*Task prompt*
Count the lines in the data that contain the word "shop" and give only that number.

[Begin Data for this task]

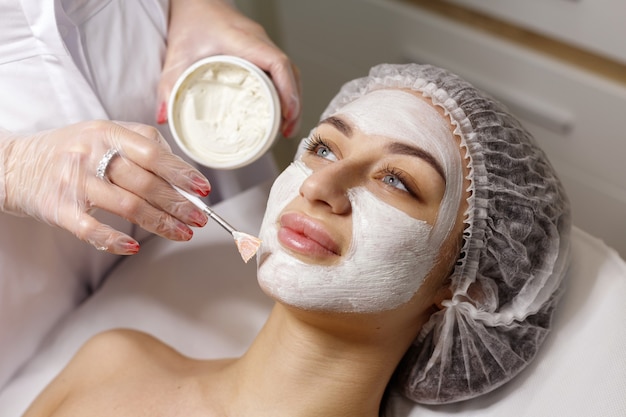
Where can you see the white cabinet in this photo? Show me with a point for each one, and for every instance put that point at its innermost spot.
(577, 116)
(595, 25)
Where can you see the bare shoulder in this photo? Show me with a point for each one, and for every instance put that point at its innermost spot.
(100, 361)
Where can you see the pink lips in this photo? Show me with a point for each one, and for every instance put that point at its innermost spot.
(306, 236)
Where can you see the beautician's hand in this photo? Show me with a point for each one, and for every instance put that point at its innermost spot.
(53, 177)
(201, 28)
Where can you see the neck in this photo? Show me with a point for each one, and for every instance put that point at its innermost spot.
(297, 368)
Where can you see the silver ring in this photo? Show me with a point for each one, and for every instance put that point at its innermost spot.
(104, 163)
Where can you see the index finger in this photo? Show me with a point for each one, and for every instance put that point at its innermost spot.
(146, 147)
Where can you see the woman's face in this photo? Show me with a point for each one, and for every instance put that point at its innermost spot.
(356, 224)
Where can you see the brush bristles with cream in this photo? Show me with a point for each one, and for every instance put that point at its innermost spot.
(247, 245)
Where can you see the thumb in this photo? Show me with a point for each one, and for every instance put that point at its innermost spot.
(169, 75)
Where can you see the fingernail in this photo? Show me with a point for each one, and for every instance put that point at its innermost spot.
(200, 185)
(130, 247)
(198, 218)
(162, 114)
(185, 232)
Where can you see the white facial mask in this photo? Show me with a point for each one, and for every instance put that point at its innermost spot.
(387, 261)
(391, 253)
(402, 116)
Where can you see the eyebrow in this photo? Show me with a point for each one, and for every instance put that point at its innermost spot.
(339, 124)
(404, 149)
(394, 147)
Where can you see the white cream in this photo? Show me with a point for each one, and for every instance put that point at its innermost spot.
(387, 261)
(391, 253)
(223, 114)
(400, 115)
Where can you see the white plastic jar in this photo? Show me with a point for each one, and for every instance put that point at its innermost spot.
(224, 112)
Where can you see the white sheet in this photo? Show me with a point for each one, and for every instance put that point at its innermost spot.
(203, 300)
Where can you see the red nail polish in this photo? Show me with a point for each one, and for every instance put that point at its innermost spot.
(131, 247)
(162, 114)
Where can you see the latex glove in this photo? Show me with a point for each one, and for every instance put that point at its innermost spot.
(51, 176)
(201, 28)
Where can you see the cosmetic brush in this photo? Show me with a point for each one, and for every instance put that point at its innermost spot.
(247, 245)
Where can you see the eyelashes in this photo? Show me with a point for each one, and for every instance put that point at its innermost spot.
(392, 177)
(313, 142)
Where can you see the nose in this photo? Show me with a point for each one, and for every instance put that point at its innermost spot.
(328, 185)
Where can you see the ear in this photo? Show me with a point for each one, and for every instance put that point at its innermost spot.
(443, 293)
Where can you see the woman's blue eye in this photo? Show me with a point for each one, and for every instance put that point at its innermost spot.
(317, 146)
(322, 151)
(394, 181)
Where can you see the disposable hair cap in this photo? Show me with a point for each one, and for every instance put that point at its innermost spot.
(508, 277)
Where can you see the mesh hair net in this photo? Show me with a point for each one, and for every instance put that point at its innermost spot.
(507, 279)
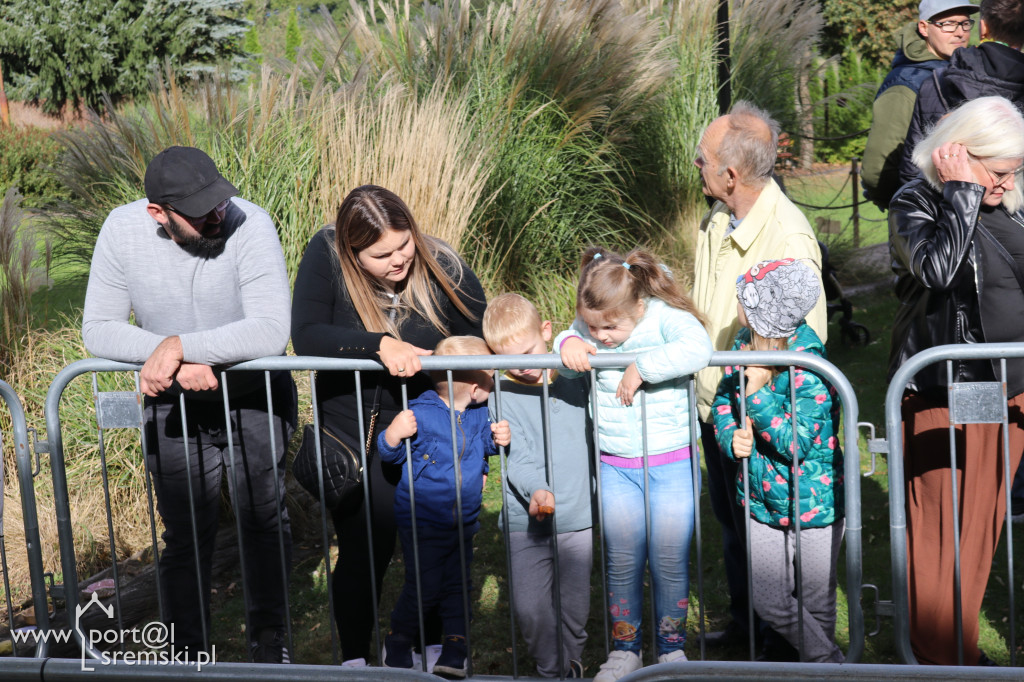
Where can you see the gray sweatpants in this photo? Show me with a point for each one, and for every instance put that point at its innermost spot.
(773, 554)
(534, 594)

[End Data for this task]
[Begin Data for this task]

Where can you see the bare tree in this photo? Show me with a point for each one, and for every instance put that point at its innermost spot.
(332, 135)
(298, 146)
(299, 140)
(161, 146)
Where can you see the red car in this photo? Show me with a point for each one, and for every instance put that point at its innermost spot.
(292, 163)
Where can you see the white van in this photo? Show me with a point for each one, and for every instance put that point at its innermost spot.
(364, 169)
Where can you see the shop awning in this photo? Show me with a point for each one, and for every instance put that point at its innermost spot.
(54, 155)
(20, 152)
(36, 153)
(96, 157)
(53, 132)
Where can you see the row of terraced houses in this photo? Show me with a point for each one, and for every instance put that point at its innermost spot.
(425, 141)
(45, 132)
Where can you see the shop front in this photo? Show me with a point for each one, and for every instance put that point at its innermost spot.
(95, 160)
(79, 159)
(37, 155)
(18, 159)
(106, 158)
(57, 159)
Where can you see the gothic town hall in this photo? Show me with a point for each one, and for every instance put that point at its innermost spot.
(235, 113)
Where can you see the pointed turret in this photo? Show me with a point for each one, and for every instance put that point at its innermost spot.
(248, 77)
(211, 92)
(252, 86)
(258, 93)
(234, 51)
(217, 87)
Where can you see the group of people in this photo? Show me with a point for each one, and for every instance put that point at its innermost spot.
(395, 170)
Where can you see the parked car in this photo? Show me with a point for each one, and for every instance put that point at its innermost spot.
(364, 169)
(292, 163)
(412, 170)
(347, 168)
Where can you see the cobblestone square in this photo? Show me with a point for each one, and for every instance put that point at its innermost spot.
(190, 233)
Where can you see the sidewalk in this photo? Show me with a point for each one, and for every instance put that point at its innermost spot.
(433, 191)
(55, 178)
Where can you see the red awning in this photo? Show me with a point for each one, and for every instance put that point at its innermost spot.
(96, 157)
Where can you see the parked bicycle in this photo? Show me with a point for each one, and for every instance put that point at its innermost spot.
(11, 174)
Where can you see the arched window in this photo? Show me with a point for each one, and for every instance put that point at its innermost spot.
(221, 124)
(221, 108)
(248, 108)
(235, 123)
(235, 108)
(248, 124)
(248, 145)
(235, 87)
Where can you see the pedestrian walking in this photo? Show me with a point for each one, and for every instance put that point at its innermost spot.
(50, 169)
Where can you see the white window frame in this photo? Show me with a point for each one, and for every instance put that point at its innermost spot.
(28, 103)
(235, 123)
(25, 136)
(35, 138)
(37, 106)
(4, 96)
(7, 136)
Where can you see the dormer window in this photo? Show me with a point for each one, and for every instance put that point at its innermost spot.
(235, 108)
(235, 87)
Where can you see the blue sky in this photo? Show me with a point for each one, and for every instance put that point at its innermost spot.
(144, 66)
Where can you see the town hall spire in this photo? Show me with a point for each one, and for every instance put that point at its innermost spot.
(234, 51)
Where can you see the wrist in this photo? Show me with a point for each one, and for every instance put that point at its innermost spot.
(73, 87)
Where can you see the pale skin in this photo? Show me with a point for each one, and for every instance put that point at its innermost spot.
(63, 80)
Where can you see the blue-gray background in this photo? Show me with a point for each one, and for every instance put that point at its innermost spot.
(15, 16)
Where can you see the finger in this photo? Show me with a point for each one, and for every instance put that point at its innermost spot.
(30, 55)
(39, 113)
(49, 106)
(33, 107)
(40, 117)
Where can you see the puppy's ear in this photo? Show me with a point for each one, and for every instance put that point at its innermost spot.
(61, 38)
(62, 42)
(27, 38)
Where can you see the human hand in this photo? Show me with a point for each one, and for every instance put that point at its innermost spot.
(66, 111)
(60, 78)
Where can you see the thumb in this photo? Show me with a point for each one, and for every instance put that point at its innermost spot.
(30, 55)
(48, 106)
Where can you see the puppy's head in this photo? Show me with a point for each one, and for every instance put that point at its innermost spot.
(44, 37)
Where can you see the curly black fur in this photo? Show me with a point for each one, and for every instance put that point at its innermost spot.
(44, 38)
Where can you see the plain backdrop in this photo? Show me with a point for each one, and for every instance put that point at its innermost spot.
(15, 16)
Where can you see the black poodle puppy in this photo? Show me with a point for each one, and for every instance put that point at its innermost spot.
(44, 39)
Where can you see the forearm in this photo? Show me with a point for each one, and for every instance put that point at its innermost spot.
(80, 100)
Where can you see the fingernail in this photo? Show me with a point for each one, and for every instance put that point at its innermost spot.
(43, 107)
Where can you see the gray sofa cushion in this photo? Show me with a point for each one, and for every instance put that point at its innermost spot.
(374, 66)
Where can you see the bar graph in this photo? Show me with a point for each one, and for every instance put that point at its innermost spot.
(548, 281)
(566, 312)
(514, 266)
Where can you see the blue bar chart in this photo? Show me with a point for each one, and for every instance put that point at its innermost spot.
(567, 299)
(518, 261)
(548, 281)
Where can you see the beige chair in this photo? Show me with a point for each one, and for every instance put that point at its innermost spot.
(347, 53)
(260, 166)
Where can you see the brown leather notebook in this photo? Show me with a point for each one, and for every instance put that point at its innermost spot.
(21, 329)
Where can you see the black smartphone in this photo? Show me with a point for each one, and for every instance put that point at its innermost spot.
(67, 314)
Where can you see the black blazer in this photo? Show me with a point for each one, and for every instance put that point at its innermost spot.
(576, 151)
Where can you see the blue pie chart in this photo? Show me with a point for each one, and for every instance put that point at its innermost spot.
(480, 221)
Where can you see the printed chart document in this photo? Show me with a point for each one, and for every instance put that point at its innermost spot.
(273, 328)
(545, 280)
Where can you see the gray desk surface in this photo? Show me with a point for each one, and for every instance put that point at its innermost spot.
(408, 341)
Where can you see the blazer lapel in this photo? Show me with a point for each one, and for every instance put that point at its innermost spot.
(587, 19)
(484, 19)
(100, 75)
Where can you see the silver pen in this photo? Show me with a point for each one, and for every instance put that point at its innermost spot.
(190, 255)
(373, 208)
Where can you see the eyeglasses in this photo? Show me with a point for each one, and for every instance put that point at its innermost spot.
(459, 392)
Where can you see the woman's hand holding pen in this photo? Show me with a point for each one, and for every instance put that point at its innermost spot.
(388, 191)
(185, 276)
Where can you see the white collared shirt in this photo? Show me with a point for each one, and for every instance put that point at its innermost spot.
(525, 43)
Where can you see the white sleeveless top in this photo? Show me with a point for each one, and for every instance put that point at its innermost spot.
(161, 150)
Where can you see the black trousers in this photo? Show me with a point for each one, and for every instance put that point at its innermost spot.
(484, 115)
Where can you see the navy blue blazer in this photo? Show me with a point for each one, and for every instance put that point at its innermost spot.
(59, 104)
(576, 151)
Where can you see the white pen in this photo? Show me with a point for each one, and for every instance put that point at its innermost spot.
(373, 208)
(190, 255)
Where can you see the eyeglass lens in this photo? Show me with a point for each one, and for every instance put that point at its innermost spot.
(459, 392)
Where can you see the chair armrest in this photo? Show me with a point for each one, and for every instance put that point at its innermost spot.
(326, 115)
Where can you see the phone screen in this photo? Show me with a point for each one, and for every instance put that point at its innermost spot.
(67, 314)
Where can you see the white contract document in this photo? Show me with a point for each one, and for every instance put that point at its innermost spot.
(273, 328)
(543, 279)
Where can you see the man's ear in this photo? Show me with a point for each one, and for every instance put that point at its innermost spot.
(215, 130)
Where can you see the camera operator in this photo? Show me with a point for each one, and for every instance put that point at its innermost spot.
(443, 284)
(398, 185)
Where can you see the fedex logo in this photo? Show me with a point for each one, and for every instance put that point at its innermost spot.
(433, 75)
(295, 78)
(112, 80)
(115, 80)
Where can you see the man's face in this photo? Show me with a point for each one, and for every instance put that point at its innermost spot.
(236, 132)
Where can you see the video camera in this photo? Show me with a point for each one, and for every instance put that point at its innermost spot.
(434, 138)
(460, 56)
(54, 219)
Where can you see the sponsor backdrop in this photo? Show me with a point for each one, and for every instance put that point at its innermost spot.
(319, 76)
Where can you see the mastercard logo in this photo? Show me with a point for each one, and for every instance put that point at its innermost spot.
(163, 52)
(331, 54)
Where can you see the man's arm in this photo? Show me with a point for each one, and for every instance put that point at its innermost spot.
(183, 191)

[End Data for this task]

*Solution to the exercise*
2